[Location annotation dataset excerpts]
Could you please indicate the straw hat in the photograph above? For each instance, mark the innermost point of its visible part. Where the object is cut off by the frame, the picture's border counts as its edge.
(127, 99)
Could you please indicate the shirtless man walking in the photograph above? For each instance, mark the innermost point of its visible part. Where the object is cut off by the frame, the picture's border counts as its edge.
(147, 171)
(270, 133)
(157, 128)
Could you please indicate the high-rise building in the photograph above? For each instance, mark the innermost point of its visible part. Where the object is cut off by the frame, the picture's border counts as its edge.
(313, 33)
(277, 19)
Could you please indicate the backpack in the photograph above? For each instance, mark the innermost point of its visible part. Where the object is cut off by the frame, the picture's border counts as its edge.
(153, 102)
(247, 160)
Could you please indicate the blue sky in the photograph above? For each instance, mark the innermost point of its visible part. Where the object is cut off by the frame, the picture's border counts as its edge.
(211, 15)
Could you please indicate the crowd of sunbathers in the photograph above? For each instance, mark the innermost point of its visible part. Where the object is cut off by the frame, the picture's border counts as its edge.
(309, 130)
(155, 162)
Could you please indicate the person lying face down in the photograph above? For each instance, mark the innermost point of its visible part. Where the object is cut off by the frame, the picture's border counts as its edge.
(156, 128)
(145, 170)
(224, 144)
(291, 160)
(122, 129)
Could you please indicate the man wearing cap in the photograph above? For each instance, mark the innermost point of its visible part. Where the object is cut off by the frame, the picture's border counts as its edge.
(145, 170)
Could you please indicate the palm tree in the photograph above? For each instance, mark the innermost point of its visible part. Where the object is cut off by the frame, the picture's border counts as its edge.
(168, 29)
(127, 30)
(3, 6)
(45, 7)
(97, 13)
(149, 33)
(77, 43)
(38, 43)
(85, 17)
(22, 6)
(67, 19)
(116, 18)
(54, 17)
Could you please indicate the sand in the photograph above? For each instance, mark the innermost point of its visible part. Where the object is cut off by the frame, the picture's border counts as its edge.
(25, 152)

> [Task goal] Copy out every line of the entries above word for word, keeping them in their original order.

> [Finished task]
Could you please indicate the straw hat in the photograph above? For each instance, mark the innermost point of its visible part. Where the object is cut off by the frame, the picture's border counts as its edge.
(127, 99)
Could you please indicate the shirtless man walking in the photograph above? For each instance, mark the innermost point of its visible part. Where the object is cut off by the frame, the picture's border counts as its edge.
(147, 171)
(270, 133)
(157, 128)
Could you please indicate the high-rise building in the photograph above? For each instance, mark the innermost point of its visible part. Where the object is cut off by the frame, the picture's border counts as its edge.
(313, 33)
(277, 19)
Could you please indicate the backpack in the photograph above? For each instance, mark the innermost point of its visible part. Where the object is cut off by the frame, the picture's border counts as its edge.
(153, 102)
(247, 160)
Could you please indicate the blue sky in the photograph above? For each instance, mark the innermost point of its visible part. Where the object is cut off by the frame, the picture's border counts as its edge.
(211, 15)
Could you please indicate the crowd of sunbathers in the photograph above? For each instance, mark the innermost point of its visible part. Where the object is cut off by the frame, the picture's border counts as its edge.
(309, 130)
(155, 162)
Could you please indicate the person lying face down in the photograph above? For each instance, mark the innermost point of its visible part. Where the object is cut off by the frame, the picture's border counts as its edge.
(156, 128)
(145, 170)
(224, 144)
(291, 160)
(122, 129)
Could you please indicate the man wearing cap in the photograph above? For each instance, mark the innermost point of its visible part. Where the object is cut off by the frame, the picture's border counts as its edge.
(145, 170)
Could you please indicate the palm tree in the photograph above? For each instance, mark the innermost point of its visible part. Where the object is cut off by the frame, the picture's border counts as its edge.
(168, 29)
(127, 30)
(3, 6)
(45, 7)
(97, 13)
(149, 33)
(77, 43)
(38, 43)
(85, 17)
(22, 6)
(67, 19)
(116, 18)
(54, 17)
Could you please indicate the sand in the photograph above? For each instance, mark the innermost point of its visible part. Where the object is cut off by the frame, the picture's border counts as its edge.
(25, 152)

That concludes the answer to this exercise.